YOUR OBJECTIVE: Copy out each of the lines below word for word, with no changes.

Collected data:
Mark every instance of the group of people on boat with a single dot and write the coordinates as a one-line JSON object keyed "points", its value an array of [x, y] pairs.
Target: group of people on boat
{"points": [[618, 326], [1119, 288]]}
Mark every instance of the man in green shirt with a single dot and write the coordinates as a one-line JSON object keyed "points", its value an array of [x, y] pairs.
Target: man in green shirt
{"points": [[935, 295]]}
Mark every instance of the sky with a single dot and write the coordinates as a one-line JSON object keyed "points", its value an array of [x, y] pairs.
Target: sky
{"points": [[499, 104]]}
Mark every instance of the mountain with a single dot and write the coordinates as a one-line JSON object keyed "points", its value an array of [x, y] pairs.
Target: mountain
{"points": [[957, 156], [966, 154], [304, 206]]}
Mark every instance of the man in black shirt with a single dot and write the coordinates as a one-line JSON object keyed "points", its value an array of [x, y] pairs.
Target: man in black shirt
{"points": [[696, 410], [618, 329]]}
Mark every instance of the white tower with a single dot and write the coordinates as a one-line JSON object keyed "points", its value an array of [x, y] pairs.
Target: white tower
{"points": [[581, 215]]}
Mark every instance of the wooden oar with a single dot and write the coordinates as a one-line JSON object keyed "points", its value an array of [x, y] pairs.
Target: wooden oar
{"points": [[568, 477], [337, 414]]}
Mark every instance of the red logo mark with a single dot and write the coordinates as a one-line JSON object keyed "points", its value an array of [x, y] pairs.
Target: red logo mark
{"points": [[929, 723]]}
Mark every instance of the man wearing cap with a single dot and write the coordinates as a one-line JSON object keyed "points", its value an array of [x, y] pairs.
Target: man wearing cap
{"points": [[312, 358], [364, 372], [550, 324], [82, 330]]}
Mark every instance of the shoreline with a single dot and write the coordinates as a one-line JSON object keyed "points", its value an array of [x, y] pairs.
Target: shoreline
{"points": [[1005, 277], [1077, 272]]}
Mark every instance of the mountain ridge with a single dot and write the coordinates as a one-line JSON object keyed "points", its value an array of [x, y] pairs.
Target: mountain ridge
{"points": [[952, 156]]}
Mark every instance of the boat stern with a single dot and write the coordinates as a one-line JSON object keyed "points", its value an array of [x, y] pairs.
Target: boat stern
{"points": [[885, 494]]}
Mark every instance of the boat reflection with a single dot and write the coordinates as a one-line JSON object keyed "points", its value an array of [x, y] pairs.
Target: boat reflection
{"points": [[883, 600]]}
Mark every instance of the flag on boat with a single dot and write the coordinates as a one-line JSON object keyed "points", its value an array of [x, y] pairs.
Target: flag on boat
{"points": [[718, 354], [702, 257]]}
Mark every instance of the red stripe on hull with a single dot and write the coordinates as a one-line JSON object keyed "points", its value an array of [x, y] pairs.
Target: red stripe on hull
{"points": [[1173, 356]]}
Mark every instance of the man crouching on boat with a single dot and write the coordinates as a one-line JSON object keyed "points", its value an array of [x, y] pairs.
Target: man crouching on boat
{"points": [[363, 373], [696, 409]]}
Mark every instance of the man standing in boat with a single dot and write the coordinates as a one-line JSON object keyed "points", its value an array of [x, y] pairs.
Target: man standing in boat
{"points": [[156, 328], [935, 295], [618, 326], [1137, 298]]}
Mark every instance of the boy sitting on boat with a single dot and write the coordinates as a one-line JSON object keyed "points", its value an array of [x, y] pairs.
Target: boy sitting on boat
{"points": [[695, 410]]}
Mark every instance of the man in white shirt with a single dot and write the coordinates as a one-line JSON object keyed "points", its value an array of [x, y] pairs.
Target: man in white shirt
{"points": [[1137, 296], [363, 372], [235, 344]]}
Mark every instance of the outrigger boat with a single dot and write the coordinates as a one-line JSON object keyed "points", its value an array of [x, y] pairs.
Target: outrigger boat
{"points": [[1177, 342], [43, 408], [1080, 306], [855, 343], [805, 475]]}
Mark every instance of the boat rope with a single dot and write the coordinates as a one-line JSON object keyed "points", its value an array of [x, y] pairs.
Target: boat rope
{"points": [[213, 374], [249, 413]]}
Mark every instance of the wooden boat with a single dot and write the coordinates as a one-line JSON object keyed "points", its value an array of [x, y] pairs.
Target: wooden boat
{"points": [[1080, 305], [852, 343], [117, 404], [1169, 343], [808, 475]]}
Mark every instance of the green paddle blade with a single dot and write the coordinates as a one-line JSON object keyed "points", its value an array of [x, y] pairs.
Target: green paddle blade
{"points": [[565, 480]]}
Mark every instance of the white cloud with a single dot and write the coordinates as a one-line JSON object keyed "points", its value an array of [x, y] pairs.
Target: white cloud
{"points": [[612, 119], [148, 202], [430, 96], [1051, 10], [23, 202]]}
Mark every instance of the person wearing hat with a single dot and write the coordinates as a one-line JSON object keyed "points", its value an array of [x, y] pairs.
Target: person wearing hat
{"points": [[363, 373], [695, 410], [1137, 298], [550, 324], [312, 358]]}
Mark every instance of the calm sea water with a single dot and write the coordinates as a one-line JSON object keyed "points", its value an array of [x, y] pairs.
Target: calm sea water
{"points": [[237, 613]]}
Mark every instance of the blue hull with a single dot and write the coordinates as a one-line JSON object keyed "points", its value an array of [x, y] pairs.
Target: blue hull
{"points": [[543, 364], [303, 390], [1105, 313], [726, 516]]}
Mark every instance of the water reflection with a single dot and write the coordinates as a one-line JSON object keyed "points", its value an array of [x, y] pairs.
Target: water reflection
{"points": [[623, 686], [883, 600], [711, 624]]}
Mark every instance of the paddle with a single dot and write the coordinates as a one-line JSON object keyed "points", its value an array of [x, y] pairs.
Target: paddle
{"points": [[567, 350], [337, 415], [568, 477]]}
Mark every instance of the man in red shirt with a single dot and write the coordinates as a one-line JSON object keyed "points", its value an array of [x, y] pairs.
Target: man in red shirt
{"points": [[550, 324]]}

RESPONSE TO THIS TASK:
Mark every instance of the group of people on boat with a single dot and write the coordinates as a one-line JSON object keyed "points", its value an array of [x, y] pairs.
Target: group of people on boat
{"points": [[618, 326], [1119, 288]]}
Mark every instance of the man in green shirt with a single dot and write the coordinates as a one-line JSON object keyed "points", its value an array of [x, y] pairs.
Target: man in green shirt
{"points": [[935, 295]]}
Mark every instance of the sky with a single dot and write the coordinates as a one-line JSON object keyed "points", its value an array of [x, y] pairs.
Target: sky
{"points": [[499, 104]]}
Mark every instance of the mountain with a single dot and write the coordinates as a one-line JSON object keyed "points", its value an array of [x, y] pairs.
Target: mountain
{"points": [[957, 156], [966, 154], [304, 206]]}
Mark every instance of the man in black shirt with a single dot and write the coordinates as a one-line JSON object keyed "points", its value an array of [x, y] pairs.
Target: man in black shirt
{"points": [[696, 410], [618, 329]]}
Mark every instance of the white tower with a single dot and write the coordinates as a one-line JSON object keyed "points", its value an array of [x, y] pairs.
Target: white tower
{"points": [[581, 215]]}
Mark every instance of the wooden oar with a single dot and write the coordinates as a one-line JSON object keyed "points", its value an array of [x, y] pairs.
Target: wooden oar
{"points": [[568, 477], [337, 414]]}
Mark every instance of the red logo mark with a single dot and write the coordinates as a one-line JSON object keyed "points", its value an array of [x, y] pairs.
Target: red logo mark
{"points": [[929, 723]]}
Mark every instance of the man wearing cap with a single dot and write the coordinates as a one-line JSON object keyed "points", its value an array of [x, y] pairs.
Target: man wearing cap
{"points": [[312, 358], [364, 372], [550, 324], [82, 330]]}
Mark every instance of the shoreline with a single dot and write the coordinates as a one-line JSON object keyed "points", its value an array of [x, y] pairs.
Target: shoreline
{"points": [[1005, 277], [1077, 272]]}
Mark every instance of the mountain ridge with a single dot and write the coordinates as a one-line JSON object keyed "points", its value an array of [x, y] pairs.
Target: mountain ridge
{"points": [[952, 156]]}
Mark every instance of the boat stern with a single dot and write the coordinates as a one-line JSON object keyed "points", its value an array of [x, y] pairs.
Target: boat stern
{"points": [[885, 494]]}
Mark every instance of the boat reflection with a single dot and write the coordinates as a one-line JSON object keyed "points", its value an array of [x, y] pairs.
Target: boat reflection
{"points": [[883, 600]]}
Mark every instance of the flag on boat with a single dot and write the coordinates as a one-line JSON object keyed "points", its value an array of [x, y] pairs.
Target: flag on boat
{"points": [[718, 354], [702, 257]]}
Mark every instance of the red stripe on hull with a single dot and write the coordinates as a one-line JSON object keyed "points", its value an array of [x, y] pairs.
Target: red stripe on hull
{"points": [[1173, 356]]}
Mark every instance of the man crouching on boat with a single dot and write the coordinates as a one-line JSON object keyed "points", its value an array of [x, y] pairs.
Target: man crouching on boat
{"points": [[363, 373], [696, 409]]}
Mark every instance of the man standing in boat with a single dot and write the coordinates as a one-line JSON object keyed "points", its value an array of [x, y] pairs.
Target: man standing in boat
{"points": [[156, 328], [935, 295], [618, 326], [1137, 298]]}
Mark every instance of the boy sitting on boat with a single dot and write the coordinates as a one-line JSON object keyed "points", its value an array of [x, y] pairs.
Target: boy sitting on boat
{"points": [[695, 410]]}
Mark every instance of the man in white shirt with a single dot and write the coordinates as a one-line JSON object keyed "points", its value an array of [x, y] pairs.
Target: man in white shirt
{"points": [[1137, 296], [363, 372], [235, 344]]}
Mark every instance of the outrigger boat with a single dot and write the coordinates as a one-line JSON object keyed "points", its value an array of [x, y] pairs.
Target: outrigger boat
{"points": [[1177, 342], [43, 408], [1080, 306], [855, 343], [805, 475]]}
Mark every instance of the boat rope with a single dot and write the coordinates as a one-line JSON object keyed "points", its value an array of [x, y] pairs.
Target: boat rope
{"points": [[213, 374], [249, 413]]}
Mark every instance of the wooden boat with a single dot and write the coordinates as a one-line JSON object keyed "points", its value an array of [x, y] pairs.
Target: wooden boat
{"points": [[1080, 305], [852, 343], [117, 404], [1169, 343], [808, 475]]}
Mark every instance of the green paddle blade with a single dot and write the coordinates as a one-line JSON object keyed "points", its value an array of [x, y] pairs.
Target: green paddle blade
{"points": [[565, 480]]}
Mark every instance of the white cloud with a single dot and write the coordinates as a one-line JSON object keyed "points", its value an array of [x, y] pairs.
Target: white cloud
{"points": [[612, 119], [148, 202], [430, 96], [1051, 10], [23, 202]]}
Mark every instance of the person wearing hat with a single dot and write the coordinates as a one-line JSON object keyed "points", its value an array of [x, y] pairs.
Target: person wearing hat
{"points": [[363, 373], [695, 410], [1137, 298], [550, 324], [312, 358]]}
Mark every instance of the calm sea water with a single dot and write the coordinates as a one-line JSON object keyed "points", its value an array of [x, y] pairs.
Target: calm sea water
{"points": [[237, 613]]}
Mark every instance of the blue hull with a single dot and write the coordinates as a one-line JSON object keyed "points", its value an array of [x, y] pairs.
Target: blue hull
{"points": [[543, 364], [303, 390], [1105, 313], [726, 516]]}
Mark every instance of the water reflection with a single dot and write the coordinates as a one-line JSON object keyed "points", its value an array of [x, y] pairs.
Target: water reflection
{"points": [[623, 686], [883, 600], [711, 624]]}
Mark every instance of the paddle with a single dot and write the coordinates as a one-line JSON object keyed "points", its value an array of [x, y] pairs.
Target: paddle
{"points": [[567, 350], [337, 415], [568, 477]]}
Mark every instance of the man in red shirt with a single dot and write the coordinates as a one-line JSON object keyed "points", its value an array of [x, y] pairs.
Target: man in red shirt
{"points": [[550, 324]]}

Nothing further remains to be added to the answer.